OGH 4Ob183/10f

OGH4Ob183/10f9.11.2010

Der Oberste Gerichtshof hat durch die Senatspräsidentin Dr. Schenk als Vorsitzende und die Hofräte Dr. Vogel, Dr. Jensik, Dr. Musger und Dr. Schwarzenbacher als weitere Richter in der Rechtssache der klagenden Partei E*****gesellschaft mbH, *****, vertreten durch Dr. Daniel Bräunlich Rechtsanwalt GmbH in Salzburg, gegen die beklagte Partei G*****, vertreten durch DLA Piper Weiss-Tessbach Rechtsanwälte GmbH in Wien, wegen Unterlassung (Streitwert 36.000 EUR), über den außerordentlichen Revisionsrekurs der beklagten Partei gegen den Beschluss des Oberlandesgerichts Linz als Rekursgericht vom 6. September 2010, GZ 4 R 156/10d-53, den

Beschluss

gefasst:

 

Spruch:

Der außerordentliche Revisionsrekurs wird gemäß § 402 Abs 4 EO iVm § 526 Abs 2 Satz 1 ZPO mangels der Voraussetzungen des § 528 Abs 1 ZPO zurückgewiesen.

Der Antrag auf Zuspruch der Kosten der Revisionsrekursbeantwortung wird gemäß § 508a Abs 2 Satz 2 ZPO und § 521a Abs 2 ZPO abgewiesen.

## AUSZUG DATENMATERIAL

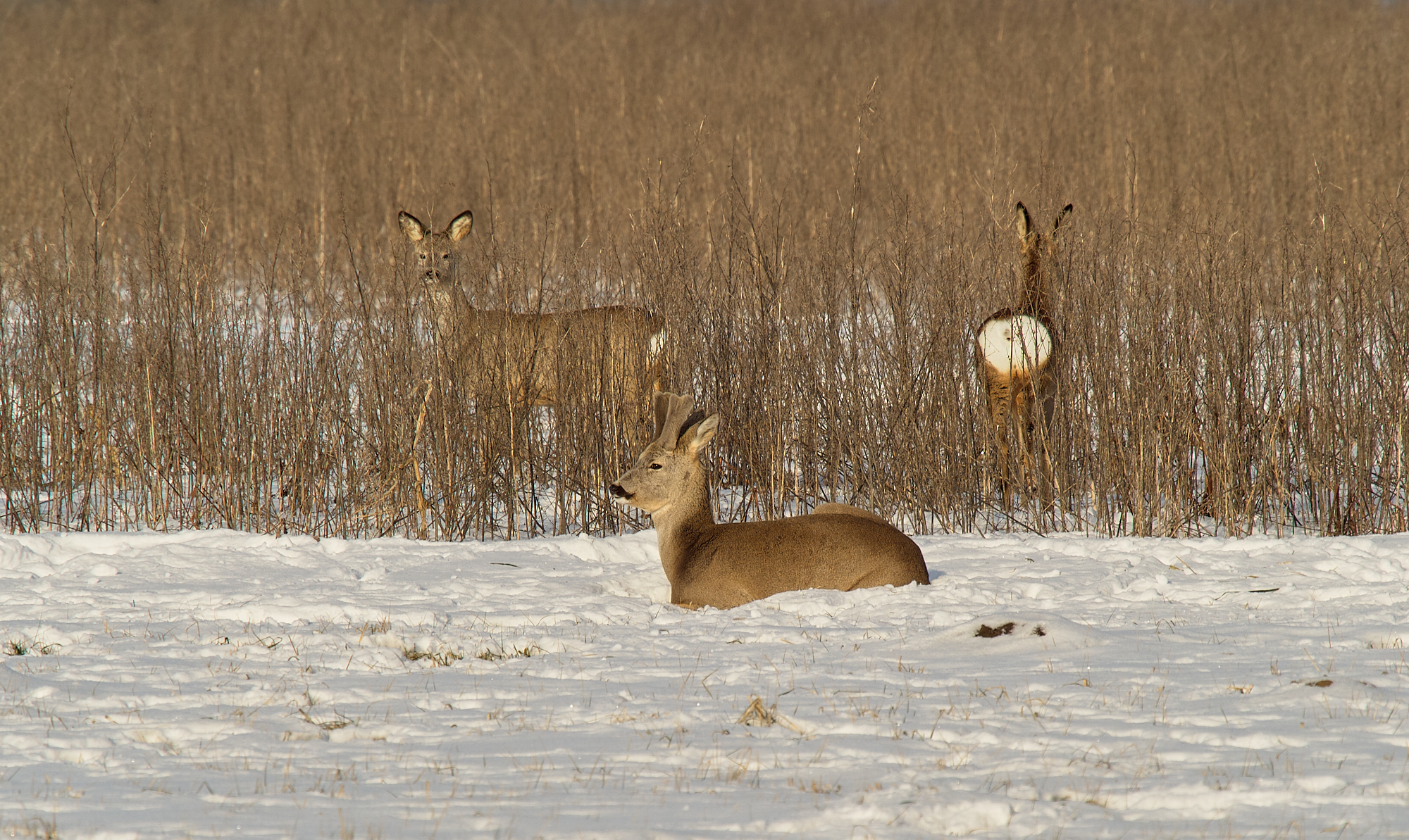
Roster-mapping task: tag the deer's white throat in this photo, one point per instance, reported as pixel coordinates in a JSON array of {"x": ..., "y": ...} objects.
[{"x": 1017, "y": 344}]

## GESTELLTE AUFGABEN
1. Beantworte anhand der Gerichtsentscheidung die folgenden Fragen:
(a) Welcher Streitwert wird angegeben?
(b) Welches Gericht hat als Rekursgericht entschieden, und von welchem Tag ist dessen Beschluss?
(c) Wie wird über den Antrag auf Zuspruch der Kosten der Revisionsrekursbeantwortung entschieden?
2. Schreibe aus der Gerichtsentscheidung alles von „Der außerordentliche Revisionsrekurs“ bis hinunter zu „2 ZPO abgewiesen.“ erneut ab und ersetze dabei „zurückgewiesen“ durch „verworfen“.

## ERGEBNISSE JE AUFGABE
1.
(a) 36.000 EUR.
(b) Das Oberlandesgericht Linz, mit Beschluss vom 6. September 2010.
(c) Der Antrag wird abgewiesen.

2.
Der außerordentliche Revisionsrekurs wird gemäß § 402 Abs 4 EO iVm § 526 Abs 2 Satz 1 ZPO mangels der Voraussetzungen des § 528 Abs 1 ZPO verworfen.

Der Antrag auf Zuspruch der Kosten der Revisionsrekursbeantwortung wird gemäß § 508a Abs 2 Satz 2 ZPO und § 521a Abs 2 ZPO abgewiesen.